Everything from the line containing "In this exercise you will tag the white car" to the last line of the records must be returned verbatim; nothing else belongs in the output.
─── Dataset rows
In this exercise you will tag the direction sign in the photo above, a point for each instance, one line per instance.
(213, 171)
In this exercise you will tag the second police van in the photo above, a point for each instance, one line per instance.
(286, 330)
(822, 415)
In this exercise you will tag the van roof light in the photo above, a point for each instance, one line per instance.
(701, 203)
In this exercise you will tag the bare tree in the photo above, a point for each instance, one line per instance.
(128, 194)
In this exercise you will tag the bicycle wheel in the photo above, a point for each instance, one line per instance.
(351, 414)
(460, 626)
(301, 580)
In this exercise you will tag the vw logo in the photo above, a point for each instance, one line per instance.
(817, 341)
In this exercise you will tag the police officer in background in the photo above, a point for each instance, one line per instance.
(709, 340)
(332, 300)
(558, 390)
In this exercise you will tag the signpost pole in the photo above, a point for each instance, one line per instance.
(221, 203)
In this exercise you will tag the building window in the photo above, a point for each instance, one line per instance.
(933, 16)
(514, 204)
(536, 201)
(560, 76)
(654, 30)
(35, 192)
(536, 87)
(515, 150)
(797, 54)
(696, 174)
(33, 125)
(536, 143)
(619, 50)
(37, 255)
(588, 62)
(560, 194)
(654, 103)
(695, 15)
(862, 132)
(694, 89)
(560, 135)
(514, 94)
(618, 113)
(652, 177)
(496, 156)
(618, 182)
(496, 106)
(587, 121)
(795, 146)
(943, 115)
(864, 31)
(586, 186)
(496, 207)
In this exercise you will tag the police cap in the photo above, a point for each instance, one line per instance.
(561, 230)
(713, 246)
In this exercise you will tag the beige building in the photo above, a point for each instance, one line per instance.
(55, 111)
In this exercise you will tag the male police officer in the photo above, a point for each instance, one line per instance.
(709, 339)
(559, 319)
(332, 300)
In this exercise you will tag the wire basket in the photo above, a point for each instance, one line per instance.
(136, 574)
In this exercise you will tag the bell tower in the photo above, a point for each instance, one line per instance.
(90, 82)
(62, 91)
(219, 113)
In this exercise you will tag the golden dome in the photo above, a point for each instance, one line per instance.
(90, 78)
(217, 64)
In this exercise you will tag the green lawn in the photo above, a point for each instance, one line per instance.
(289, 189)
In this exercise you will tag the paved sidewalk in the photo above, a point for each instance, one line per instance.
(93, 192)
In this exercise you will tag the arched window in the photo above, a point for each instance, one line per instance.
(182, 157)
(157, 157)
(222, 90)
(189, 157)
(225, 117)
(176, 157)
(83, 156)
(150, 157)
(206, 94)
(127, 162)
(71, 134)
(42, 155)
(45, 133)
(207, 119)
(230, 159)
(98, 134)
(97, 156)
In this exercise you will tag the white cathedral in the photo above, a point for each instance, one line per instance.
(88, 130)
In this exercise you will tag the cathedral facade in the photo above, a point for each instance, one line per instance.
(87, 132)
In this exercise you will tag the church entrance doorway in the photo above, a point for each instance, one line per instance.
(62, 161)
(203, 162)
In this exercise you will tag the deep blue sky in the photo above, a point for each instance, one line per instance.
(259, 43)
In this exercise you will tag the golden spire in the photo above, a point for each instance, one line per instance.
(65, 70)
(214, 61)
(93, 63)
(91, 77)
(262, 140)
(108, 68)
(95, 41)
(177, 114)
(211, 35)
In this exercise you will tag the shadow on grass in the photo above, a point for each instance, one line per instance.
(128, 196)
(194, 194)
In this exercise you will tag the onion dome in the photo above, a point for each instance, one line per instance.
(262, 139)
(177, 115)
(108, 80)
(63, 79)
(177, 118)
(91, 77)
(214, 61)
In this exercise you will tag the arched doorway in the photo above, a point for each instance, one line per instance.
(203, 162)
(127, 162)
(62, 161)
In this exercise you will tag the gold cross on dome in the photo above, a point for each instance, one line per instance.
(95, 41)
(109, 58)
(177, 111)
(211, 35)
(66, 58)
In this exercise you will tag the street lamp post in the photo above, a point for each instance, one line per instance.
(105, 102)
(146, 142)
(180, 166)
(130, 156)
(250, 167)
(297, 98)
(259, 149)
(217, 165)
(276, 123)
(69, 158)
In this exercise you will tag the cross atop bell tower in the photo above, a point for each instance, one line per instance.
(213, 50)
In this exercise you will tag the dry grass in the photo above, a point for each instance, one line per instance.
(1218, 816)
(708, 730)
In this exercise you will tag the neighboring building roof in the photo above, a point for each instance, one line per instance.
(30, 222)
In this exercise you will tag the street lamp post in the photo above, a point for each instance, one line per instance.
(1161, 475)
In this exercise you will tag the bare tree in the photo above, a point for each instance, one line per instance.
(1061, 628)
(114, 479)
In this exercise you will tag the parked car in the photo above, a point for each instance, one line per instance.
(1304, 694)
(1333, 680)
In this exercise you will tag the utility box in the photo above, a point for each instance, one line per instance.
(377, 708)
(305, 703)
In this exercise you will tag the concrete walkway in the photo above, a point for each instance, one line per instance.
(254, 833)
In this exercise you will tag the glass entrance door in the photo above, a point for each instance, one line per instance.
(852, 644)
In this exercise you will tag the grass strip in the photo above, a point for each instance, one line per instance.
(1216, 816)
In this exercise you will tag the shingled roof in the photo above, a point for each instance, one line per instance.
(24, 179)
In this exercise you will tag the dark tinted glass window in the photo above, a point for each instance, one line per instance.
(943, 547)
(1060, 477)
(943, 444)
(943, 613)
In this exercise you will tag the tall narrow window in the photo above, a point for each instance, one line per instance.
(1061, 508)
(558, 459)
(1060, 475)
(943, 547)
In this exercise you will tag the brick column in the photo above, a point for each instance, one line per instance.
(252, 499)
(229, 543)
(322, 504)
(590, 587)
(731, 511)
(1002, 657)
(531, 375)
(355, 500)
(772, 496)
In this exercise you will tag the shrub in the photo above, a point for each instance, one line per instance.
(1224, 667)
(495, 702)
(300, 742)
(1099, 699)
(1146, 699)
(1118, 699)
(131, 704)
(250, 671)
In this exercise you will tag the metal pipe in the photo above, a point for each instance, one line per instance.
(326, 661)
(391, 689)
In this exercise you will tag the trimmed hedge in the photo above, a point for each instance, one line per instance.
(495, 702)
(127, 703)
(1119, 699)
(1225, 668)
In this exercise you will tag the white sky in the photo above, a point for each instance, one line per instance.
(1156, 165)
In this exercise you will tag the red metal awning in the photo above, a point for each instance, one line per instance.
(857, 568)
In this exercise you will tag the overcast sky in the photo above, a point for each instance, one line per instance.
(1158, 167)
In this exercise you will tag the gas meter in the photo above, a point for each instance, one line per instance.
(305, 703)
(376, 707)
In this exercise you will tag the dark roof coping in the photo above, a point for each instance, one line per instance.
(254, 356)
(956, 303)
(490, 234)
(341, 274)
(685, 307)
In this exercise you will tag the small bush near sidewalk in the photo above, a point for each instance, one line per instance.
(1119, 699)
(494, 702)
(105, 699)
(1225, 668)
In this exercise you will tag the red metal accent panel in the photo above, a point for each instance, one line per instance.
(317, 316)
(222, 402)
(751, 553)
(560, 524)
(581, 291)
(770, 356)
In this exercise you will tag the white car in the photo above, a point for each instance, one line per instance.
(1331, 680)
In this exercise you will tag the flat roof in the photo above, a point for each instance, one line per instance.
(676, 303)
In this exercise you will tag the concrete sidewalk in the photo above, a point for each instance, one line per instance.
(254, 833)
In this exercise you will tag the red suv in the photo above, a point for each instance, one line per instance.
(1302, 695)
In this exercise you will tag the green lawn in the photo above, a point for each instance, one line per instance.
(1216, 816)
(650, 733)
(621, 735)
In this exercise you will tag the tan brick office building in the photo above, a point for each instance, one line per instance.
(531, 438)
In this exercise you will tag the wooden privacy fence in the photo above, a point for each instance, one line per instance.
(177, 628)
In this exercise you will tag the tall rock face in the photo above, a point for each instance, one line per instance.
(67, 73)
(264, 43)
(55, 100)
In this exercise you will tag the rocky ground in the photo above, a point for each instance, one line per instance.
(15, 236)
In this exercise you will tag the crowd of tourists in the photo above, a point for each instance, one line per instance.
──────
Response below:
In this exercise you will tag the white car in the photo above, a point for each instance, one line per instance.
(1331, 680)
In this exercise you will tag the flat roof in the photo above, a point for each instance, one line per instance.
(676, 303)
In this exercise you will tag the concrete sidewalk in the photo above, a point for each instance, one line per instance.
(254, 833)
In this exercise you will tag the red suv in the photo above, a point for each instance, one line per instance.
(1302, 695)
In this exercise you will tag the green lawn in the photo above, a point for each instance, one line per instance.
(1216, 816)
(650, 733)
(621, 735)
In this exercise you will tag the tan brick office building in the photo above, a point for each instance, one line per instance.
(531, 438)
In this exercise you will tag the wooden privacy fence in the photo above, a point for each instance, one line per instance.
(177, 628)
In this exercise you will tag the tall rock face in the photo above, a point for each instance, one line per instance.
(67, 73)
(264, 43)
(55, 100)
In this exercise you will tag the rocky ground in the photo above, a point for each instance, one line per instance.
(15, 236)
In this exercise you will tag the crowd of tourists in the photo above, a point for each instance, one line per instance.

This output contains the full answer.